## SET PROBLEM
State how many lines in the material below contain the string "handle". Reply with the number alone.

## THE DATA
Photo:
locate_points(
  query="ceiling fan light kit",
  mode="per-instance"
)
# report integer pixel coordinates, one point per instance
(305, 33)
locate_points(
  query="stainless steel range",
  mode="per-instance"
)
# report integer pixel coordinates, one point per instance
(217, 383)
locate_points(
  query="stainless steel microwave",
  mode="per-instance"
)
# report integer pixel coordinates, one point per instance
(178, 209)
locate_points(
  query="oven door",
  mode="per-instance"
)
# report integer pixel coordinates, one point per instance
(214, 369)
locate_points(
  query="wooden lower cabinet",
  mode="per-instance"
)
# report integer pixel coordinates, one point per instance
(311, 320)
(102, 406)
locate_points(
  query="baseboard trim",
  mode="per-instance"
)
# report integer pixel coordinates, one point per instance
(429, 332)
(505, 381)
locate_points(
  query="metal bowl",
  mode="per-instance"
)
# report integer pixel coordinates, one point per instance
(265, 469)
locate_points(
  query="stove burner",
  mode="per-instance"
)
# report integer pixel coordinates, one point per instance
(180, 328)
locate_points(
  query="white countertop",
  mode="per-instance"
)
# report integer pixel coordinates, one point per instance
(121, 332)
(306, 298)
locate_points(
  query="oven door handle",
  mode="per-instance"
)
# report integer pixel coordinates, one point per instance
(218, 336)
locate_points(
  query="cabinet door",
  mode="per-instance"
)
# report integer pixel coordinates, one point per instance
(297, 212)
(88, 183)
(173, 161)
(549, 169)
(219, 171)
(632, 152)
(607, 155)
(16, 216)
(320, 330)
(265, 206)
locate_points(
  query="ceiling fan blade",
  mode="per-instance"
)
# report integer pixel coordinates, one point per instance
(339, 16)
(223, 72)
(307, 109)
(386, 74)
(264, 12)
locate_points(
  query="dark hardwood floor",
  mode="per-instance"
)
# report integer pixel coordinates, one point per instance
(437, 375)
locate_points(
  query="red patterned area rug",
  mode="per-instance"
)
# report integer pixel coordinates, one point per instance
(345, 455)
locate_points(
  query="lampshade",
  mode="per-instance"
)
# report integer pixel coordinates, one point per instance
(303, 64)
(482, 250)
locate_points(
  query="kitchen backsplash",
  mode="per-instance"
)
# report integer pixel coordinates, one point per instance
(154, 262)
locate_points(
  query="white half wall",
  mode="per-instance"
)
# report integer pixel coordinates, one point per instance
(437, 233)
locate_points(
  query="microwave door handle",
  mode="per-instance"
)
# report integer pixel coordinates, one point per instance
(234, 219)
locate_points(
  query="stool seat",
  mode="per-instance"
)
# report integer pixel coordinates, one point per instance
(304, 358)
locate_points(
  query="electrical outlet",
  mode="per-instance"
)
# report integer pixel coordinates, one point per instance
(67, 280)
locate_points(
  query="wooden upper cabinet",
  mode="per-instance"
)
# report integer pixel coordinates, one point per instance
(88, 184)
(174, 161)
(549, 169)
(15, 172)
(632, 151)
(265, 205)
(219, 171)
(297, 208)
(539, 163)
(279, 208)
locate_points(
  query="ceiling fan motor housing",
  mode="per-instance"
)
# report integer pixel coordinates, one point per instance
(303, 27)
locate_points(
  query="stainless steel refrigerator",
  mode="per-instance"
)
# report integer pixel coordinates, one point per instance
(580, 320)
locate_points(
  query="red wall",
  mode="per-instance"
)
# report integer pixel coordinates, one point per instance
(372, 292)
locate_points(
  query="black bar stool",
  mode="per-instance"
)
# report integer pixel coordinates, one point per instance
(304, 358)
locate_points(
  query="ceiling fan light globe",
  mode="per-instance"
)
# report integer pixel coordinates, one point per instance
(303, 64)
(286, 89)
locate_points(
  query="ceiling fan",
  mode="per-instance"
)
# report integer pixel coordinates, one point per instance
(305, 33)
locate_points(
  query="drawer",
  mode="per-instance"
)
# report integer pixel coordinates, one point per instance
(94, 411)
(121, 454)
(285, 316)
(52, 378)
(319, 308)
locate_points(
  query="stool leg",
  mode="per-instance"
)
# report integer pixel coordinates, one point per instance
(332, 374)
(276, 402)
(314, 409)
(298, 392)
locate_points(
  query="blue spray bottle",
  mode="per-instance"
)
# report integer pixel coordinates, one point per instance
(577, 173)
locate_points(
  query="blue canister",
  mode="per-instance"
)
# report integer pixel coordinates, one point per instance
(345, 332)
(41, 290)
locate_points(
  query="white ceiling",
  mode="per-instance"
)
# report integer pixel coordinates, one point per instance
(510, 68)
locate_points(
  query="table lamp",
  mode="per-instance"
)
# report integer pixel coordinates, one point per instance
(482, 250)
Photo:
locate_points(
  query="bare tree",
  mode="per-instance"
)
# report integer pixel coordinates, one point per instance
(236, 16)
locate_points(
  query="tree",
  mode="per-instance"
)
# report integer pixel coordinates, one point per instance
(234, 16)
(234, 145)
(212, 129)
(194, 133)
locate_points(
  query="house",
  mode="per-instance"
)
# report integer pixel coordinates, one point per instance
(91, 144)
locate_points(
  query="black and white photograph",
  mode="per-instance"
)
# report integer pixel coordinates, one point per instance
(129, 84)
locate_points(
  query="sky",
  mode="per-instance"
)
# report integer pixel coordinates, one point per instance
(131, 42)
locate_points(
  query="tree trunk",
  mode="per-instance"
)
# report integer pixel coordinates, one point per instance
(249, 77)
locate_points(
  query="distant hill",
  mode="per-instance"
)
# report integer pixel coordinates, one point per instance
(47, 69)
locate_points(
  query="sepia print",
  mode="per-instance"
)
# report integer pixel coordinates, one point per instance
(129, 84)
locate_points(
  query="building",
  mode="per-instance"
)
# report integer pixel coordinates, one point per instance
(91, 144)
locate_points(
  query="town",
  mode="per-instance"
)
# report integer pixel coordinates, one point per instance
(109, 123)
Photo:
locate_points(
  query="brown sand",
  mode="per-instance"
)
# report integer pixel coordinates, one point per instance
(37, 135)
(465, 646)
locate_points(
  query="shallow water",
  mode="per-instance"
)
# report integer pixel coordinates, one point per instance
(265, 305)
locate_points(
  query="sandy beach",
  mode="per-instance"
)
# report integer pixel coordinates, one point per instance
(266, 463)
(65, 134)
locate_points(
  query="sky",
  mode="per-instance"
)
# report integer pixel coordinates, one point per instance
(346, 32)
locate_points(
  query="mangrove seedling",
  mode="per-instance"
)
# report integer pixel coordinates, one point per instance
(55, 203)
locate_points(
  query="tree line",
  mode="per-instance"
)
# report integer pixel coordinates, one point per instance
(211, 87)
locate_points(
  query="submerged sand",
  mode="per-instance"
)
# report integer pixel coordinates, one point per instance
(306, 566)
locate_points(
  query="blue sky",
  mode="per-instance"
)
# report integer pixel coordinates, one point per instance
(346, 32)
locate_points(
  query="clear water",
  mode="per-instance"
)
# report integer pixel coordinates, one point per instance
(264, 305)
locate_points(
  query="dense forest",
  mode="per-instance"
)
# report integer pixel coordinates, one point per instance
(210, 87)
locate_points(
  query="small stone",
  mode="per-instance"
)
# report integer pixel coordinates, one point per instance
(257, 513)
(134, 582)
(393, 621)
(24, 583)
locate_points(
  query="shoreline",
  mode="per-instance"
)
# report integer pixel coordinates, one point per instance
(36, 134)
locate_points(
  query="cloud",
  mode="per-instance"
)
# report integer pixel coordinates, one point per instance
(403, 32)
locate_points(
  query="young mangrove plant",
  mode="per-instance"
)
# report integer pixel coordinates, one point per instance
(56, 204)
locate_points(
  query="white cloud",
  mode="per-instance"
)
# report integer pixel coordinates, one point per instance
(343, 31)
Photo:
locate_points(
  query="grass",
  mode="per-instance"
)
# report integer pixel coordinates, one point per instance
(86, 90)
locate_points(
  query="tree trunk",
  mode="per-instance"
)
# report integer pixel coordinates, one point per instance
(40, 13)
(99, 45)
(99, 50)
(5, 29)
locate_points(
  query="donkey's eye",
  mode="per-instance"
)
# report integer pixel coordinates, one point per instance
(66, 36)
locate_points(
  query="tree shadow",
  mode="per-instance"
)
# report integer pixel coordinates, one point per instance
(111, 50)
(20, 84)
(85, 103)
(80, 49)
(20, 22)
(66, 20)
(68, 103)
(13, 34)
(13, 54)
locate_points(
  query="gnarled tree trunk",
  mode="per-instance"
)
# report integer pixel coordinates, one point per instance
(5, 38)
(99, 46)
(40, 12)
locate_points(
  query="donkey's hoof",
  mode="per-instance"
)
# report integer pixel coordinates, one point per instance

## SOLUTION FOR THIS TASK
2